LISTING:
= = = =
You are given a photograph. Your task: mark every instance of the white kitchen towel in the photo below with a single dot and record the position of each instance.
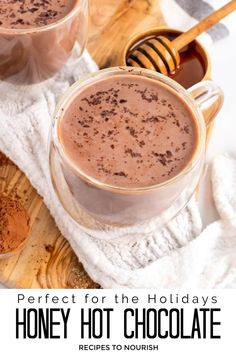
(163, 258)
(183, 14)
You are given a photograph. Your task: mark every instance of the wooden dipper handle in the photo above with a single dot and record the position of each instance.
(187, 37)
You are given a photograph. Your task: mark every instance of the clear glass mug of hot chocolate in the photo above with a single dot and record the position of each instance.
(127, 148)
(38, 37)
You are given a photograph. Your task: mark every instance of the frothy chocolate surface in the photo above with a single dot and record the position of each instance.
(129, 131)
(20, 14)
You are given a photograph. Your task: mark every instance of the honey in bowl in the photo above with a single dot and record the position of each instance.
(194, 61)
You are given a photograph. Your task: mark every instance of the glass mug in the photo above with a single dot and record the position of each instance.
= = = =
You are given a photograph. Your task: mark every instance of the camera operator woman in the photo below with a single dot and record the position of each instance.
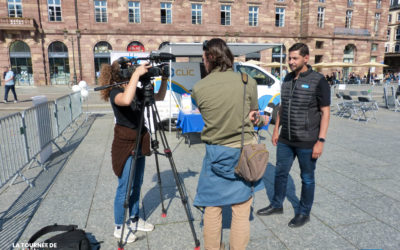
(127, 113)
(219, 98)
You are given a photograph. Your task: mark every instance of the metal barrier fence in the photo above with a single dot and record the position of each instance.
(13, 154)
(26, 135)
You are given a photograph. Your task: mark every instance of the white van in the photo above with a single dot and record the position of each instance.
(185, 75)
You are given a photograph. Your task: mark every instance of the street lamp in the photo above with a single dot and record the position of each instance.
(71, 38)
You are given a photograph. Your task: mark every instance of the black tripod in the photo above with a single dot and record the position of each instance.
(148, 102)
= = = =
WHAT YOU WILL DO: Print the data line for line, beginning at the line that contains "the white kitchen" and stopping after the line that contains "of the glass". Leave the pictures out.

THE RESPONSE:
You are given a photograph. Your task: mark every instance of the white kitchen towel in the photo below with a single dot and record the position of each instance.
(163, 258)
(183, 14)
You are given a photograph. Your task: mark every instance of the wooden dipper handle in the photo above with a single dot and record the position of each instance.
(187, 37)
You are given a photograph. Your task: mark every instance of the clear glass mug of hot chocolate in the photo above with a single dot and record the position of each instance.
(127, 148)
(38, 37)
You are given a photograph. Your task: mark every instance of the frothy chocolate surface in the photo above with a single dot and record the position of each instance.
(129, 131)
(20, 14)
You are given a photograph. Your task: mark every instance of the honey in bowl in the photo above with a single dot and record the position of each instance.
(194, 61)
You are given a photograph. Your task: mark every instance of the glass mug in the photo above with a single dot and record the position of each instance.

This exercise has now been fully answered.